Records drawn from a dataset:
^^^^^^^^
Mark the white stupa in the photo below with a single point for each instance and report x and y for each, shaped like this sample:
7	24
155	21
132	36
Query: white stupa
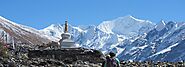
66	41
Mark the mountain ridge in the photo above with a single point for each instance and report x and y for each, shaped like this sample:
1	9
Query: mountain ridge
130	38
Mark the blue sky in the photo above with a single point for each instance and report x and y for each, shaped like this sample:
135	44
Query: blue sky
42	13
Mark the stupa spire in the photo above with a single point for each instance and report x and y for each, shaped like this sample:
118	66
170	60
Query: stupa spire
66	27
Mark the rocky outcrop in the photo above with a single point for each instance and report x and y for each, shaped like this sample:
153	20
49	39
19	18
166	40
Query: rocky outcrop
69	55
^^^^^^^^
## WHAT YOU SHOULD DO
Quote the records in full and exactly; skip any image.

## WRITTEN REPLY
Mark the white stupa in the photo below with a single point for each instance and report x and y for each, shaped like this sample:
7	24
155	21
132	36
Query: white stupa
66	41
Mark the mountain ridge in the photo above with a single point for each instance and report x and y for each, shaped like this sample:
1	9
Query: mountain ridge
130	38
Mark the blue sky in the photo above with a single point for each instance and report x and y for each, shaped like this sample:
135	44
Query: blue sky
42	13
Mark the stupa spire in the photo above with a single point for each instance and report x and y for each, shaped like this sample:
118	66
170	60
Query: stupa spire
66	27
Mark the rocky outcrop in the photo above with a single point for each instance and report x and y for each, shaped like this sample:
153	20
49	39
19	18
166	40
Query: rocky outcrop
69	55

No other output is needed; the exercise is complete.